** Supplied material **
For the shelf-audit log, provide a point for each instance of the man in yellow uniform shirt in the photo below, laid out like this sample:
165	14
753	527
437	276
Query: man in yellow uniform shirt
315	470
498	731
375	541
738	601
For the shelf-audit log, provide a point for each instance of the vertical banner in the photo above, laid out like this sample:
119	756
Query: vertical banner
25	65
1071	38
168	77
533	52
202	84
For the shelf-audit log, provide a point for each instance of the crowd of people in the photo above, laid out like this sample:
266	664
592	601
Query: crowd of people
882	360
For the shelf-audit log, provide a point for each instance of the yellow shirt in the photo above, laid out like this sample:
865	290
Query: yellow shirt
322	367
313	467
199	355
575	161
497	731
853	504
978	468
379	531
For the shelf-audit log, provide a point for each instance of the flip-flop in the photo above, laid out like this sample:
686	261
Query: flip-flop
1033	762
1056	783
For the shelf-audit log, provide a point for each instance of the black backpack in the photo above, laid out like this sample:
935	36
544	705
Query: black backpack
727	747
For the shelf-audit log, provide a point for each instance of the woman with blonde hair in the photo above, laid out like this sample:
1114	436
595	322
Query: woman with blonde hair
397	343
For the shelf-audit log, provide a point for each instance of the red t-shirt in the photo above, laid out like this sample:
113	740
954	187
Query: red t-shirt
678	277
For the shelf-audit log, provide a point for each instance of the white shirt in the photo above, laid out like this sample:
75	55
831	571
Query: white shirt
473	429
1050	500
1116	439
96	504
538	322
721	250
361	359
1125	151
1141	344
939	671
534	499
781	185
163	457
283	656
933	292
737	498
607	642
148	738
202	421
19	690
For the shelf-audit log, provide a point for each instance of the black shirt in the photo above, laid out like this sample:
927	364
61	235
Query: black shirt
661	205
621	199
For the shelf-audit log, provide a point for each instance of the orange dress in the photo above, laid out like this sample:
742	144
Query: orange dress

** Aim of the task **
Go through the data above and copy each line in which "dress" appears.

** Response to this task **
For the shelf-audit log, provide a point for each instance of the orange dress in the photo above, laid out like this sample:
Query: orange dress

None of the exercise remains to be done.